もちろん趣味・嗜好、資質・才能などの現実の問題もあるし、その意味での、真実との出会いや人生の意義や生きがいは必ずしも芸術を通じなくても得られるのであるが、自己表現、自己啓発など「自己実現」の場としても、絵画などの創造行為がその受け皿としては最適であるということは、多くの人が人生の後半そうしたものに関心を持つようになるという事実が物語っている。
絵画でいうなら、見る→感じる→イメージする→表現する→創造するなど各プロセスは、ウソやハッタリの入り込む余地のあろうはずがなく、その意味で純粋な自分自身のものである。諸々の事象、自然、生命も、自分自身の感受性、美意識、造形思想、などにより表現、創造モティーフとして選択されれば、より真実であり純粋なのものとして受け止められるである。冒頭のべた三氏もルソーもグランマも、そうしたモティベーションあればこそである。

* 作業内容
- 1) 本文にある「絵画でいうなら、見る→感じる→イメージする→表現する→創造するなど各プロセスは、ウソやハッタリの入り込む余地のあろうはずがなく、その意味で純粋な自分自身のものである。」という一文を英語に訳すこと。
- 2) 絵画と自己実現を論じた本文を、最後の文の後から書き継いでください。

* 記録データ
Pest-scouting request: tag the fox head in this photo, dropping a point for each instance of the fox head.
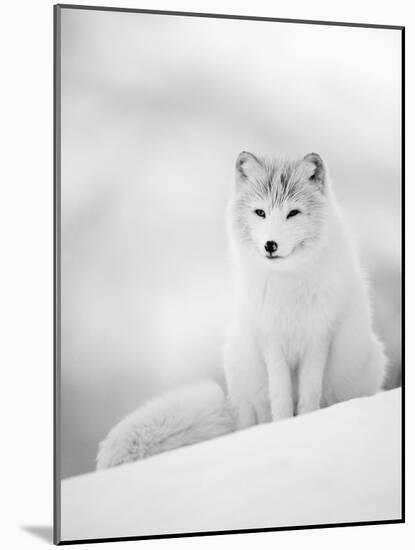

* 期待される結果
- 1) Speaking of painting, each of the processes of seeing → feeling → imagining → expressing → creating can leave no room whatsoever for lies or bluffing, and in that sense they belong purely to oneself.

- 2)
その「社会的存在」と「原存在」について、後者は「社会性」の規制を受けないので、当然、より純粋で自由な自我ということになる。しかし自我が自由で純粋であろうとするなら、相応の犠牲と不利益を覚悟しなければならない。人生の早い時期からその道を選択した者はなおさらである。
何故「犠牲」であり「不利益」かというと、芸術が人間社会の、「生産と消費」、「労働と報酬」のメカニズムの外の置かれているいるからである。好きなことやっているのだから生活を保証してやる必要はないというわけである。
古今東西、数多の芸術家は、それが存在し、その創造物があればこそ、虫や動物と違う≪人間社会≫足りうるにも拘わらず、人間社会に報われることのなく、創造・表現の世界で身を削りながら生き、時にそのメティエに殉じ、そうしながらも、ただ芸術の理想と尊厳のため、諸々の自己実現のため、切磋琢磨の責任だけは果たしてきた…という事実は、数多の先達の軌跡に明らかである。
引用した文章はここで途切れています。